INPUT DATA:
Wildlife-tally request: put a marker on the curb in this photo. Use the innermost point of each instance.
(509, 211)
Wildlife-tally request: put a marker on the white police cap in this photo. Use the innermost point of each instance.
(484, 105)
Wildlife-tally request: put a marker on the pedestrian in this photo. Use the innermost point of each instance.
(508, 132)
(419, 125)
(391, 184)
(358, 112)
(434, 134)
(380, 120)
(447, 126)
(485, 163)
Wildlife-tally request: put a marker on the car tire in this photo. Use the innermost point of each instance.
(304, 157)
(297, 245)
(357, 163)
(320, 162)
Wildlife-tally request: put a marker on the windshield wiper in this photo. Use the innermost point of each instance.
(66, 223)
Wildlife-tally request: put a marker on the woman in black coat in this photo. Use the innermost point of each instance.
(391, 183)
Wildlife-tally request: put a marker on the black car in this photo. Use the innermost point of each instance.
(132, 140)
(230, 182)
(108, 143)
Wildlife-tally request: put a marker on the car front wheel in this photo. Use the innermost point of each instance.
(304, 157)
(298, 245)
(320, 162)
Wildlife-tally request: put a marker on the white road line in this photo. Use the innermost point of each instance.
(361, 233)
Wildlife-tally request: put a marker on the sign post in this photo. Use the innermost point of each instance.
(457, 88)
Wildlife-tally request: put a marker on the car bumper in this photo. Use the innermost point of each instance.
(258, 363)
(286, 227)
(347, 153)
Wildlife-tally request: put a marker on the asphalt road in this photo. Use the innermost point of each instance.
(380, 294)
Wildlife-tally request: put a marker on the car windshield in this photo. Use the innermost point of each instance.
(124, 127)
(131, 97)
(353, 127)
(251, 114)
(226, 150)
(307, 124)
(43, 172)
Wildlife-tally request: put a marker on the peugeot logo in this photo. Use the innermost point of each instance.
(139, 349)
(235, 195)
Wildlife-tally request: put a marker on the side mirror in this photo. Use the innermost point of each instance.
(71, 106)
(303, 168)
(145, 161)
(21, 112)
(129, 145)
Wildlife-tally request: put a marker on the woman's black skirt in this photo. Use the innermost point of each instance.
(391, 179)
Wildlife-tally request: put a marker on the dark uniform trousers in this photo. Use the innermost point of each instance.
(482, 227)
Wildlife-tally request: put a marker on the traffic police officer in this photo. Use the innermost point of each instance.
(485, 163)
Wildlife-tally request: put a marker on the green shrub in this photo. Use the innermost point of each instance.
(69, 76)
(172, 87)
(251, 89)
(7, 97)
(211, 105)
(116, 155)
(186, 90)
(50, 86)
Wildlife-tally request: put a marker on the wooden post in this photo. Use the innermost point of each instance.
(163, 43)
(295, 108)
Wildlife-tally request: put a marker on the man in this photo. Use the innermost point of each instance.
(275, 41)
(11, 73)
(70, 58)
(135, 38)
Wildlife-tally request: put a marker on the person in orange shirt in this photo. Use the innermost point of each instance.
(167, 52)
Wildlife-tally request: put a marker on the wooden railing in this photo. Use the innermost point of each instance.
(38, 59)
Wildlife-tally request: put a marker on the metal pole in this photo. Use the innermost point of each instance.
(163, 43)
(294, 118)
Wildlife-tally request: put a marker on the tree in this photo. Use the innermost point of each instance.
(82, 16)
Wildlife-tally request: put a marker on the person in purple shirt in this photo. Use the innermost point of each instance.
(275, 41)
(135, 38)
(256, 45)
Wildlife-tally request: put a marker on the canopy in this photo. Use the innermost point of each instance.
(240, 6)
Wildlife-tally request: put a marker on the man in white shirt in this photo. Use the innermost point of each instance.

WORK REQUIRED:
Reproduce word for word every line from the one containing "Wildlife-tally request: put a marker on the green" through the last line of the items above.

OUTPUT FOR THIS TASK:
Wildlife-tally request: put a marker on the green shrub in this photo. Use the innermost point of each instance.
(69, 76)
(172, 87)
(251, 89)
(7, 97)
(211, 105)
(116, 155)
(186, 90)
(50, 86)
Wildlife-tally request: put a marker on the wooden post in this photo. Use the innermost point of each instance.
(163, 43)
(295, 108)
Wildlife-tally request: put a marker on the man in this photo. Use the innermost point of each instance.
(275, 41)
(11, 73)
(70, 58)
(135, 38)
Wildlife-tally request: put a marker on the person in orange shirt in this photo. Use the innermost point of each instance.
(167, 52)
Wildlife-tally request: put a marker on the wooden railing in this photo. Use the innermost point of each instance.
(38, 59)
Wildlife-tally request: put a marker on the metal pole in this photo. Use the innermost point of each instance.
(163, 43)
(294, 118)
Wildlife-tally request: put a marker on the tree in this photo. Use the innermost point of each instance.
(82, 16)
Wildlife-tally request: put a marker on the person in purple shirt in this photo. Use the innermost point of each instance.
(275, 41)
(135, 38)
(256, 45)
Wildlife-tally request: put a marker on the canopy in this photo. Use the innermost point of each instance.
(240, 6)
Wildlife-tally request: put a marker on the man in white shirt in this photo. Use the innermost point of each instance.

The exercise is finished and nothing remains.